• [Data provided]
------------------------------------------------------------------------

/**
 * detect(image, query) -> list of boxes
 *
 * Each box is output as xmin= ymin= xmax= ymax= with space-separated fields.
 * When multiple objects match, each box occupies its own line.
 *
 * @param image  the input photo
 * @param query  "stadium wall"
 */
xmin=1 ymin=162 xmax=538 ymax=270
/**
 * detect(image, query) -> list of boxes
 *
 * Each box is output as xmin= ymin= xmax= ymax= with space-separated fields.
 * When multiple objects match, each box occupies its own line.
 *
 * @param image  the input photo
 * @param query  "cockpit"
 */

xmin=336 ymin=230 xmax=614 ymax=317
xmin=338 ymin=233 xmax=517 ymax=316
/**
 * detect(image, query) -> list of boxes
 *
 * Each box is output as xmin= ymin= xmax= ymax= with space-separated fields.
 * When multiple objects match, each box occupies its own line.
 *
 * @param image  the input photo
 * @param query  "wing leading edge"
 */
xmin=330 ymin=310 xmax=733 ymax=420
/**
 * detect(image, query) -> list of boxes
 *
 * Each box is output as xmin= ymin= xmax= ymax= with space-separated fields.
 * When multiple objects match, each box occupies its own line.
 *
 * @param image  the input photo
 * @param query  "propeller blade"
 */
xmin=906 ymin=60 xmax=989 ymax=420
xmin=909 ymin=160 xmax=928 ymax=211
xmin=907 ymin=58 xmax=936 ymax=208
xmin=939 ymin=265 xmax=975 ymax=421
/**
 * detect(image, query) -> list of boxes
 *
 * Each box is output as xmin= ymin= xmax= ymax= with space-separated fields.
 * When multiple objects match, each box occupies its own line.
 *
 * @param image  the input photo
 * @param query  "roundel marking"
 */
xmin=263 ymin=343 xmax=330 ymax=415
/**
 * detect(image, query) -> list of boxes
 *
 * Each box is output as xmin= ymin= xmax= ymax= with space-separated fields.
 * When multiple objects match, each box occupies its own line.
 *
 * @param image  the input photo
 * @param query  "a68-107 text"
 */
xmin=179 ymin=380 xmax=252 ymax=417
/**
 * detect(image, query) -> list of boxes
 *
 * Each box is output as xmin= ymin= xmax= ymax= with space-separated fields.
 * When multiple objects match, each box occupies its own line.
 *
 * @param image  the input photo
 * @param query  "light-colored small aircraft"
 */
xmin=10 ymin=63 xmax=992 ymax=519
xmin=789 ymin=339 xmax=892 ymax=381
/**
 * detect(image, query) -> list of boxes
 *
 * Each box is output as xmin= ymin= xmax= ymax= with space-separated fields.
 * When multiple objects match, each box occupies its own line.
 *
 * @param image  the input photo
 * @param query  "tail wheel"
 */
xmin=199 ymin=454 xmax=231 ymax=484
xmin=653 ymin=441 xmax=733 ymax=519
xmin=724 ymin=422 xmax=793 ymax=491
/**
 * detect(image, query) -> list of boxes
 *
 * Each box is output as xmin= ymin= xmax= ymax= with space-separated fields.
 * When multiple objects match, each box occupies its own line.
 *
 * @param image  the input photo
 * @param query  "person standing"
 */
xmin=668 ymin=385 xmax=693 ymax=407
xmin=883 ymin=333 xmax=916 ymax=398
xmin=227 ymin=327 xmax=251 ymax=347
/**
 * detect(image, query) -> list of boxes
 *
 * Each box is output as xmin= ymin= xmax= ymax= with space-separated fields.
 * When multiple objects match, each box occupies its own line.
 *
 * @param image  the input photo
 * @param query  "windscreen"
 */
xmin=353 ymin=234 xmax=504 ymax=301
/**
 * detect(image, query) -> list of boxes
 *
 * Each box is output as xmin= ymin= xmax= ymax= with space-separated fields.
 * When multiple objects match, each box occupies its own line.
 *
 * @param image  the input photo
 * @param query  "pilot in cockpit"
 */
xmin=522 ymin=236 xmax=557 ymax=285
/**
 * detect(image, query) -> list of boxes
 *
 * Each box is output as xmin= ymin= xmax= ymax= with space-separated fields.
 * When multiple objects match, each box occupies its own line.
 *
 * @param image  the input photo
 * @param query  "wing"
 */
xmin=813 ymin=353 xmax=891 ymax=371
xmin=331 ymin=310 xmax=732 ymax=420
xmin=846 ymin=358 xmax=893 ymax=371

------------------------------------------------------------------------

• [What to produce]
For each line in the data, set it down again exactly.

• [Answer to this task]
/**
 * detect(image, query) -> list of boxes
 *
 * Each box is output as xmin= ymin= xmax= ymax= with space-separated fields.
 * When multiple objects match, each box occupies its own line.
 *
 * @param image  the input photo
 * @param query  "stadium wall"
 */
xmin=1 ymin=162 xmax=538 ymax=270
/**
 * detect(image, query) -> list of boxes
 *
 * Each box is output as xmin= ymin= xmax= ymax= with space-separated fields.
 * When multiple objects match, each box occupies its own line.
 *
 * @param image  the input photo
 * @param query  "cockpit"
 */

xmin=336 ymin=230 xmax=614 ymax=317
xmin=338 ymin=233 xmax=517 ymax=316
/**
 * detect(image, query) -> list of boxes
 *
 * Each box is output as xmin= ymin= xmax= ymax= with space-separated fields.
 * When multiple objects match, each box occupies its own line.
 *
 * @param image  the input photo
 * @param query  "wing leading edge"
 */
xmin=330 ymin=310 xmax=733 ymax=420
/**
 * detect(image, query) -> list of boxes
 *
 * Each box is output as xmin= ymin= xmax= ymax= with space-separated fields.
 * When multiple objects match, each box occupies its own line.
 *
 * @param image  the input photo
 * @param query  "propeller blade"
 */
xmin=906 ymin=60 xmax=989 ymax=420
xmin=909 ymin=160 xmax=928 ymax=211
xmin=907 ymin=58 xmax=936 ymax=208
xmin=939 ymin=265 xmax=975 ymax=421
/**
 * detect(image, query) -> list of boxes
 *
 * Each box is output as xmin= ymin= xmax= ymax= with space-separated fields.
 * When multiple objects match, each box occupies its own line.
 *
 * @param image  the input photo
 * @param query  "roundel marking"
 */
xmin=263 ymin=343 xmax=330 ymax=415
/**
 * detect(image, query) -> list of boxes
 *
 * Each box is output as xmin= ymin= xmax= ymax= with space-separated fields.
 * When multiple objects match, each box occupies its own line.
 *
 * @param image  the input photo
 * @param query  "a68-107 text"
 */
xmin=179 ymin=380 xmax=252 ymax=417
/**
 * detect(image, query) -> list of boxes
 *
 * Each box is output as xmin= ymin= xmax= ymax= with space-separated fields.
 * When multiple objects match, each box occupies its own line.
 *
 * @param image  the input photo
 * @param query  "light-colored small aircraft"
 */
xmin=10 ymin=63 xmax=992 ymax=519
xmin=789 ymin=339 xmax=892 ymax=381
/**
 * detect(image, query) -> list of boxes
 *
 * Each box is output as xmin= ymin= xmax= ymax= with space-separated fields.
 * When multiple objects match, each box occupies its own line.
 *
 * @param image  the input photo
 * @param query  "tail wheel"
 */
xmin=199 ymin=454 xmax=231 ymax=484
xmin=653 ymin=441 xmax=733 ymax=519
xmin=724 ymin=422 xmax=793 ymax=491
/**
 * detect(image, query) -> list of boxes
 *
 * Each box is output as xmin= ymin= xmax= ymax= with space-separated fields.
 * When multiple objects match, each box occupies its own line.
 *
 * @param image  the input photo
 * @param query  "person standing"
 */
xmin=668 ymin=385 xmax=693 ymax=407
xmin=883 ymin=333 xmax=916 ymax=398
xmin=227 ymin=327 xmax=251 ymax=347
/**
 * detect(image, query) -> list of boxes
 *
 * Each box is output as xmin= ymin= xmax= ymax= with space-separated fields.
 * When multiple objects match, each box occupies its own line.
 *
 * @param image  the input photo
 * @param query  "windscreen"
 */
xmin=353 ymin=234 xmax=504 ymax=301
/**
 * detect(image, query) -> list of boxes
 *
 * Each box is output as xmin= ymin= xmax= ymax= with space-separated fields.
 * When multiple objects match, each box occupies its own line.
 *
 * @param image  the input photo
 * @param query  "pilot in cockpit"
 */
xmin=522 ymin=236 xmax=557 ymax=285
/**
 * detect(image, query) -> list of boxes
 *
 * Each box is output as xmin= ymin= xmax= ymax= with space-separated fields.
 * When multiple objects match, each box occupies its own line.
 *
 * @param image  the input photo
 * @param query  "wing"
 */
xmin=813 ymin=353 xmax=891 ymax=371
xmin=331 ymin=310 xmax=732 ymax=420
xmin=846 ymin=358 xmax=893 ymax=371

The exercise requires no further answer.